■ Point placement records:

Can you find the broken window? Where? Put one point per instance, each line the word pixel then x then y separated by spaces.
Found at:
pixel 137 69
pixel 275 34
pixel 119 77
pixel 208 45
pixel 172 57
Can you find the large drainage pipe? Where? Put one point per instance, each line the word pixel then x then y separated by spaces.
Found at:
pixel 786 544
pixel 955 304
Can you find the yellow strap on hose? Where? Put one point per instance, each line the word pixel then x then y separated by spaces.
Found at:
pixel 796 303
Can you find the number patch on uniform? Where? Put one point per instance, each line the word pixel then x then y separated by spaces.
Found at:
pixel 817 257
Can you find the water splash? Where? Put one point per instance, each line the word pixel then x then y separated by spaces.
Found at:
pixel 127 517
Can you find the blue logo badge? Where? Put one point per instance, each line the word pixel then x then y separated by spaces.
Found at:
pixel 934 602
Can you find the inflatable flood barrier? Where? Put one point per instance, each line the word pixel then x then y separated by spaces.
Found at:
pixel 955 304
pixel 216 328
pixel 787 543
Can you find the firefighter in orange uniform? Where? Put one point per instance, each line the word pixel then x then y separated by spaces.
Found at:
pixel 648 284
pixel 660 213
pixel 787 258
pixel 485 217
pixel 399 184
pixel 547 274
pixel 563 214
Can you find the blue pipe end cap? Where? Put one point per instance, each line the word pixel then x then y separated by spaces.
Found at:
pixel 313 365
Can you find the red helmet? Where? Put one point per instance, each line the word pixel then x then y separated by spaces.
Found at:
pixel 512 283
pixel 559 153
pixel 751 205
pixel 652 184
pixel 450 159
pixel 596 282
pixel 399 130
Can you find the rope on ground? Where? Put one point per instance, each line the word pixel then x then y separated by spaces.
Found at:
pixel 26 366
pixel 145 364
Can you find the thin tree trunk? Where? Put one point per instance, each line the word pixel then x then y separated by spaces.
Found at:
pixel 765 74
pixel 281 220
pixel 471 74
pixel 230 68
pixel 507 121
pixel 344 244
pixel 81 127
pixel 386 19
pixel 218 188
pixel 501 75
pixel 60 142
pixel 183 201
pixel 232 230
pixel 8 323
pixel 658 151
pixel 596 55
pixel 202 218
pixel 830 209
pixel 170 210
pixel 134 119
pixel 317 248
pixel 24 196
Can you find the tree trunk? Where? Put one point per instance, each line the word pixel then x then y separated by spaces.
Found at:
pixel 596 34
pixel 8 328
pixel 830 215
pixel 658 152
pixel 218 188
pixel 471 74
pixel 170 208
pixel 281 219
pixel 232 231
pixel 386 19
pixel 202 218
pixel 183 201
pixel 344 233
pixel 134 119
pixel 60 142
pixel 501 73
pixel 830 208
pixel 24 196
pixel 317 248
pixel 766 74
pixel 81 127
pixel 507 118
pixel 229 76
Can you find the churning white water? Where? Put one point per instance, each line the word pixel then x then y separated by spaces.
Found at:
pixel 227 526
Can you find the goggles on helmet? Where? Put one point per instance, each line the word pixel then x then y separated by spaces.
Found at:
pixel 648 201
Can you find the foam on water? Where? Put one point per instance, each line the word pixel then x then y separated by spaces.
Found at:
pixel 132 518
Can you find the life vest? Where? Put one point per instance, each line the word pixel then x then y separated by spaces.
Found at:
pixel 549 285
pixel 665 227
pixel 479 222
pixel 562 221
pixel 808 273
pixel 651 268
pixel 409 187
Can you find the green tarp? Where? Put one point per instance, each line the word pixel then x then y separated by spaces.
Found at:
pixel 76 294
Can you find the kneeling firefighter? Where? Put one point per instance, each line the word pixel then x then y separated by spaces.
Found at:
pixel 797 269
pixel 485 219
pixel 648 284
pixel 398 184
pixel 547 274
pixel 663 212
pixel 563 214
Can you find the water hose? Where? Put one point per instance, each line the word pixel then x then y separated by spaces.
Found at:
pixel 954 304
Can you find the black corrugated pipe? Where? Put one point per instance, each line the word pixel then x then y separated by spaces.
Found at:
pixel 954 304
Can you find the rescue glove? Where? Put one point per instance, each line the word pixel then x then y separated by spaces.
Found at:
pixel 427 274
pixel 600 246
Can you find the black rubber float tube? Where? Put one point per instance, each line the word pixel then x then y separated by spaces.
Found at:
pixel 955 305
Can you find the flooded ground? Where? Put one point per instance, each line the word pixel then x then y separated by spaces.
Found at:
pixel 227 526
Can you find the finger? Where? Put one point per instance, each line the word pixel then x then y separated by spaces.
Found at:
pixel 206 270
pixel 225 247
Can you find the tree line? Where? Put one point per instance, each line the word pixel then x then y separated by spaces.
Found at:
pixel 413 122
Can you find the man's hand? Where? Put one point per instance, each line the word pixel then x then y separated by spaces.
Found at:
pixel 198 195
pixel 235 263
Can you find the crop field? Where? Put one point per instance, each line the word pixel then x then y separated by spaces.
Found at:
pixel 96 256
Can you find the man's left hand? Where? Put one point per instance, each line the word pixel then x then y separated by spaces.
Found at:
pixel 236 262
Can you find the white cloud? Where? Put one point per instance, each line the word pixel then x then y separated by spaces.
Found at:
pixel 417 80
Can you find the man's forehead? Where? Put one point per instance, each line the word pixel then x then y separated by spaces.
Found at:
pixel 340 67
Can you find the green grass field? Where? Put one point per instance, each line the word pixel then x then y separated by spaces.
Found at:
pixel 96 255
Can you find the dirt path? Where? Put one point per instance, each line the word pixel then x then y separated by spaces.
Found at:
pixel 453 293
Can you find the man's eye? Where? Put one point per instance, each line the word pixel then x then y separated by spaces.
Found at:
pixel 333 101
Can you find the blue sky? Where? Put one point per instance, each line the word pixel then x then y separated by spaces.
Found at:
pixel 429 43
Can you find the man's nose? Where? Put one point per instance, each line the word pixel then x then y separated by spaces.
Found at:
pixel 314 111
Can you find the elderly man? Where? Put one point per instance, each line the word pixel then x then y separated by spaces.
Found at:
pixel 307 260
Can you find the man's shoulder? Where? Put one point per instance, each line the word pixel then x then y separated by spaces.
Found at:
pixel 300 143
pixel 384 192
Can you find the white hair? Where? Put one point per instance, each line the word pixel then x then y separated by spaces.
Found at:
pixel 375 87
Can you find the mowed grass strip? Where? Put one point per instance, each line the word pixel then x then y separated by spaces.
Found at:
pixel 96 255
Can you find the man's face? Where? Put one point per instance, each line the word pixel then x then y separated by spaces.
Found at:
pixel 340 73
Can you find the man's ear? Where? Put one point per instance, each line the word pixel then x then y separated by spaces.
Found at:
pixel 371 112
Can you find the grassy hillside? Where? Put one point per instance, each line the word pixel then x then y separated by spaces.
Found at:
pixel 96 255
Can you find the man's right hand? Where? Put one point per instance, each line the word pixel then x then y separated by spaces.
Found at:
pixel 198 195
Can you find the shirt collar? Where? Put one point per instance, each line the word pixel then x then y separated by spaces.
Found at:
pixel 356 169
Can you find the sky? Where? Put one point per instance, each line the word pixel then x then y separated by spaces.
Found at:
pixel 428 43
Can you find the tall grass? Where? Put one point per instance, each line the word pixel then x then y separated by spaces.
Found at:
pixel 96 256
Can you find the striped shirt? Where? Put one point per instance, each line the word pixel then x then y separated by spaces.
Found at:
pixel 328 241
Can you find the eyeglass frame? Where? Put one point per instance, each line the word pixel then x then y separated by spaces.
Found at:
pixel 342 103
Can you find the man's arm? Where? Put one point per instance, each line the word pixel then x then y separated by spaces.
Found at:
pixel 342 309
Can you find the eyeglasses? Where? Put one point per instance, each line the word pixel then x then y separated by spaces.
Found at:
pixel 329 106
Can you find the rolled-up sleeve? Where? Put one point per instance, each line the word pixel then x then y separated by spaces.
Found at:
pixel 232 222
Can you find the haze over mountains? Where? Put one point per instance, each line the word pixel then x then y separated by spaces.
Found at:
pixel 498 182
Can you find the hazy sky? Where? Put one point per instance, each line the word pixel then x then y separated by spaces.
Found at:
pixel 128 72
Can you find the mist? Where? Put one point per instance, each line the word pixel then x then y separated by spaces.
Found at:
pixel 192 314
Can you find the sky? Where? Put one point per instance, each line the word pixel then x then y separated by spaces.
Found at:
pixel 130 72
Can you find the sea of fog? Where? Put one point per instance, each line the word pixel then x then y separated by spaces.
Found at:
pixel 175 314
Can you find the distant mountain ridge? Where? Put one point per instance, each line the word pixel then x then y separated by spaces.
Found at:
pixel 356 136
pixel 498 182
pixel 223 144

■ EXERCISE INSTRUCTIONS:
Copy the items verbatim, beginning at the line containing "Can you find the number" and ending after the line containing "pixel 127 517".

■ WRITTEN SOLUTION:
Can you find the number patch on uniform? Where? Put one point per instance, each line the word pixel then x then y separated by spaces.
Found at:
pixel 817 257
Can you find the water splash? Where? Put one point per instance, each line the word pixel then x then y separated by spaces.
Found at:
pixel 127 517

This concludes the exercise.